OBJECTIVE:
Gather every line in the data below that contains the word "trunk", and list those lines unchanged.

RECORD EXTRACTS:
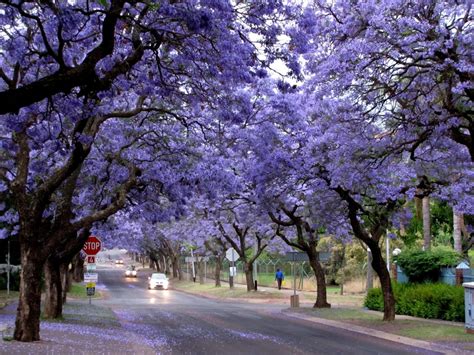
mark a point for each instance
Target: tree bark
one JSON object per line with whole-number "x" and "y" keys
{"x": 248, "y": 269}
{"x": 200, "y": 265}
{"x": 321, "y": 296}
{"x": 175, "y": 266}
{"x": 457, "y": 222}
{"x": 217, "y": 271}
{"x": 370, "y": 271}
{"x": 65, "y": 279}
{"x": 426, "y": 223}
{"x": 77, "y": 268}
{"x": 380, "y": 268}
{"x": 53, "y": 305}
{"x": 27, "y": 323}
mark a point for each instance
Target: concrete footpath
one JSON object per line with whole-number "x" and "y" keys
{"x": 451, "y": 348}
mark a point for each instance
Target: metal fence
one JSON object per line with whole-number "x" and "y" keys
{"x": 264, "y": 272}
{"x": 447, "y": 276}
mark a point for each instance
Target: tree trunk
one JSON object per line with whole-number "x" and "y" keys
{"x": 248, "y": 269}
{"x": 200, "y": 265}
{"x": 457, "y": 222}
{"x": 175, "y": 266}
{"x": 27, "y": 323}
{"x": 321, "y": 297}
{"x": 65, "y": 279}
{"x": 77, "y": 268}
{"x": 217, "y": 272}
{"x": 370, "y": 271}
{"x": 53, "y": 305}
{"x": 381, "y": 269}
{"x": 426, "y": 223}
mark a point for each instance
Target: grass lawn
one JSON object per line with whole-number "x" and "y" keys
{"x": 78, "y": 290}
{"x": 418, "y": 329}
{"x": 5, "y": 298}
{"x": 209, "y": 289}
{"x": 223, "y": 292}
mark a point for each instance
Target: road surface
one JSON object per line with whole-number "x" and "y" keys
{"x": 173, "y": 322}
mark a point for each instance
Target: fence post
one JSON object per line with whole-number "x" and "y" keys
{"x": 394, "y": 272}
{"x": 459, "y": 277}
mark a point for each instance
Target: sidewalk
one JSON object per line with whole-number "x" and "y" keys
{"x": 86, "y": 330}
{"x": 451, "y": 339}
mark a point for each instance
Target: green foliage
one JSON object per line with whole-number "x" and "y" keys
{"x": 14, "y": 281}
{"x": 421, "y": 266}
{"x": 441, "y": 225}
{"x": 438, "y": 301}
{"x": 374, "y": 299}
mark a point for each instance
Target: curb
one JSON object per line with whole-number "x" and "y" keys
{"x": 379, "y": 334}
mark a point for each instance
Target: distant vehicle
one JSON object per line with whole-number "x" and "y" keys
{"x": 131, "y": 272}
{"x": 158, "y": 280}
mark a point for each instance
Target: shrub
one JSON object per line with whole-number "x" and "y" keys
{"x": 438, "y": 301}
{"x": 14, "y": 281}
{"x": 421, "y": 266}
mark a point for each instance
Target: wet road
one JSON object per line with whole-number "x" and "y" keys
{"x": 172, "y": 322}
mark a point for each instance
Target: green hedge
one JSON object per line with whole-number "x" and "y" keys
{"x": 421, "y": 266}
{"x": 14, "y": 281}
{"x": 439, "y": 301}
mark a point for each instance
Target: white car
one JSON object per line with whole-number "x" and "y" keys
{"x": 131, "y": 273}
{"x": 158, "y": 280}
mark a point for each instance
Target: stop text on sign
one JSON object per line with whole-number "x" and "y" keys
{"x": 92, "y": 245}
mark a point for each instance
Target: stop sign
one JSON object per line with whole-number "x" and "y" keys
{"x": 92, "y": 245}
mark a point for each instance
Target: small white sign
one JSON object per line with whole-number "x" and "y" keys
{"x": 91, "y": 277}
{"x": 194, "y": 259}
{"x": 231, "y": 254}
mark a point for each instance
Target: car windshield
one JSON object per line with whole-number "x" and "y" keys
{"x": 158, "y": 276}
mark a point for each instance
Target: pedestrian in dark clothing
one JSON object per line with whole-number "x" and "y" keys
{"x": 279, "y": 277}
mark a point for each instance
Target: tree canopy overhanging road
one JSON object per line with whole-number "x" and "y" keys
{"x": 201, "y": 125}
{"x": 179, "y": 323}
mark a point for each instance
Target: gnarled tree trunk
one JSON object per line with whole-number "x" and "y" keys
{"x": 77, "y": 271}
{"x": 321, "y": 297}
{"x": 426, "y": 223}
{"x": 65, "y": 279}
{"x": 380, "y": 268}
{"x": 217, "y": 271}
{"x": 27, "y": 323}
{"x": 248, "y": 269}
{"x": 53, "y": 305}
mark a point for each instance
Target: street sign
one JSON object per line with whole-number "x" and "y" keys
{"x": 298, "y": 256}
{"x": 90, "y": 291}
{"x": 231, "y": 254}
{"x": 91, "y": 277}
{"x": 92, "y": 245}
{"x": 82, "y": 255}
{"x": 194, "y": 259}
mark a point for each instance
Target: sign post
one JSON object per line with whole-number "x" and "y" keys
{"x": 91, "y": 247}
{"x": 232, "y": 255}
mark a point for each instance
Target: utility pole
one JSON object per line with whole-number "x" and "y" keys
{"x": 8, "y": 268}
{"x": 194, "y": 272}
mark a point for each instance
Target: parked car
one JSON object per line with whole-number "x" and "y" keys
{"x": 158, "y": 280}
{"x": 131, "y": 272}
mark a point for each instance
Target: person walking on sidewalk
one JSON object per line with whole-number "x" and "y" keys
{"x": 279, "y": 277}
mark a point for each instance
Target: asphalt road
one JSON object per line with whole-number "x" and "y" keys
{"x": 172, "y": 322}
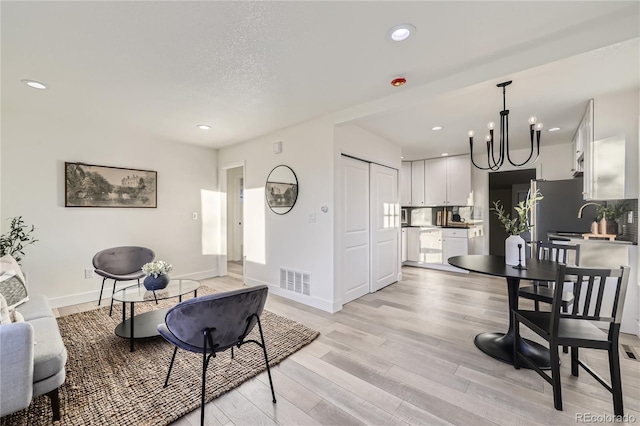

ANSWER FOR THIS EXERCISE:
Target: tree trunk
Target: gnarled tree trunk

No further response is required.